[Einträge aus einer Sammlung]
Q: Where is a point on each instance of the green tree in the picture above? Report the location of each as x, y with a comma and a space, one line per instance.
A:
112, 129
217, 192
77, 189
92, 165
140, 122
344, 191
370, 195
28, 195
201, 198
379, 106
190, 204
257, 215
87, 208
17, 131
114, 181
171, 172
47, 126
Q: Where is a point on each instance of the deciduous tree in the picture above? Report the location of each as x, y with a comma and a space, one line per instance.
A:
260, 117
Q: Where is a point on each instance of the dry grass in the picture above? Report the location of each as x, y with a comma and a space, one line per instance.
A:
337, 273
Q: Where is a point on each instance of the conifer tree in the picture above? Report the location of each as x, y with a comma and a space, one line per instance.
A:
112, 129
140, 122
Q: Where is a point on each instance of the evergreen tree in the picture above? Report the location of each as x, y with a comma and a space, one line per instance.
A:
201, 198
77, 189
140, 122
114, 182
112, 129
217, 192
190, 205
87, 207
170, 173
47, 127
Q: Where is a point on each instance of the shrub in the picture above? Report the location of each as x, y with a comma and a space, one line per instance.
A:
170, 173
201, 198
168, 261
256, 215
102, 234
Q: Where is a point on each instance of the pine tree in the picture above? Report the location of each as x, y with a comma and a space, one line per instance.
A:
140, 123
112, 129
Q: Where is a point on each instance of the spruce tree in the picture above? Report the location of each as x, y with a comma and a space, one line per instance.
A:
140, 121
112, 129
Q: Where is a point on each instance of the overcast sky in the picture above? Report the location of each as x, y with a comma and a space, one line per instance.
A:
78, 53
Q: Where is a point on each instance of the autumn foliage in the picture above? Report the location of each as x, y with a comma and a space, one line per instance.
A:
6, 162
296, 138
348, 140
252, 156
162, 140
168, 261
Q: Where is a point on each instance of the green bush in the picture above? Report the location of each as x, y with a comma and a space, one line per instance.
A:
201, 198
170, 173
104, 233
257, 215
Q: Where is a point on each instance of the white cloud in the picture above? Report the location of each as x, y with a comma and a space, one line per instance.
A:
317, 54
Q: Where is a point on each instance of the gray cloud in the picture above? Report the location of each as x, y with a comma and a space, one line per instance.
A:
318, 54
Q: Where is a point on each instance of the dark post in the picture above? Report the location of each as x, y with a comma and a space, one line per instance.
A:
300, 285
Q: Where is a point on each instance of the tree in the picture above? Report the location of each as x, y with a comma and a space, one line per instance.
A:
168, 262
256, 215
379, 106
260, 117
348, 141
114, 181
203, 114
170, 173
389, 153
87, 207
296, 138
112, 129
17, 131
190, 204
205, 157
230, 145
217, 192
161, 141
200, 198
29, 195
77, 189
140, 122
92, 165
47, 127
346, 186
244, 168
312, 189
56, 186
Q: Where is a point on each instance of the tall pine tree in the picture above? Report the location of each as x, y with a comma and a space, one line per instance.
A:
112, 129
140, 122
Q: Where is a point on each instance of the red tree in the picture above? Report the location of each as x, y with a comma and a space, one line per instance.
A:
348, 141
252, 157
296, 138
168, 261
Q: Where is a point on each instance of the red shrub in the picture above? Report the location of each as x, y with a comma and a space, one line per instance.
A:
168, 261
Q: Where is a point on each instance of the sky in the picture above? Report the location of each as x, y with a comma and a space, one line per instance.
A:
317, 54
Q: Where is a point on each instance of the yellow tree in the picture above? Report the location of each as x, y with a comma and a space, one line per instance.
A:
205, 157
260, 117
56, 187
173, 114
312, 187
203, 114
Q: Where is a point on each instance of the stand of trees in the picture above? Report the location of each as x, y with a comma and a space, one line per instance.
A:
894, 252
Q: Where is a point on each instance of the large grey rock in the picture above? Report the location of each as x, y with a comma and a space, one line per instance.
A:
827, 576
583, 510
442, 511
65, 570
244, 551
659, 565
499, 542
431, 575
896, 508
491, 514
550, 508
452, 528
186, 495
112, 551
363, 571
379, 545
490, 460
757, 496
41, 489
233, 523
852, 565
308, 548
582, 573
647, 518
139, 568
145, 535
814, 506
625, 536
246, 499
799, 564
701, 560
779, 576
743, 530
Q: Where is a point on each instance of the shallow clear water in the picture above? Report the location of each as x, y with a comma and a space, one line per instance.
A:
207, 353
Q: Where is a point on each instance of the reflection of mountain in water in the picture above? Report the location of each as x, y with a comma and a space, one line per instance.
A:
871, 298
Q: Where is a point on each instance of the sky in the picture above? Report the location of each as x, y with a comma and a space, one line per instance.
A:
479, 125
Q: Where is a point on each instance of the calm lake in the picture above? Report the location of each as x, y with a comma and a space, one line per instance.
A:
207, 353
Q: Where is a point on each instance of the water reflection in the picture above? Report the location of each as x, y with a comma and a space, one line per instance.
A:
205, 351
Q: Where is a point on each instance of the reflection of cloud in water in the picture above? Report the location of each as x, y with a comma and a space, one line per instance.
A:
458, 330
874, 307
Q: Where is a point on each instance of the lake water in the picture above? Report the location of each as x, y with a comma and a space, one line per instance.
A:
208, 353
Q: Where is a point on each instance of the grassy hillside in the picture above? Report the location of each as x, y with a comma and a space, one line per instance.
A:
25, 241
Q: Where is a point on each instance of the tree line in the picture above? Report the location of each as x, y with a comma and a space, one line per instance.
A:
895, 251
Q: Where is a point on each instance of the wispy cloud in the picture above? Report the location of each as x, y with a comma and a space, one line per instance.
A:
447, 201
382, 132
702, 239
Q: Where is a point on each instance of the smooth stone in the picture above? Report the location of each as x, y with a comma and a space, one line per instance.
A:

Deine Aufgabe
Formatiere bitte den Abschnitt von der Zeile mit „Q: Where is a point on each instance of the wispy“ bis einschließlich der letzten Zeile oben als nummerierte Liste und lass dabei Leerzeilen weg.

Lösung
1. Q: Where is a point on each instance of the wispy cloud in the picture above? Report the location of each as x, y with a comma and a space, one line per instance.
2. A:
3. 447, 201
4. 382, 132
5. 702, 239
6. Q: Where is a point on each instance of the smooth stone in the picture above? Report the location of each as x, y with a comma and a space, one line per instance.
7. A:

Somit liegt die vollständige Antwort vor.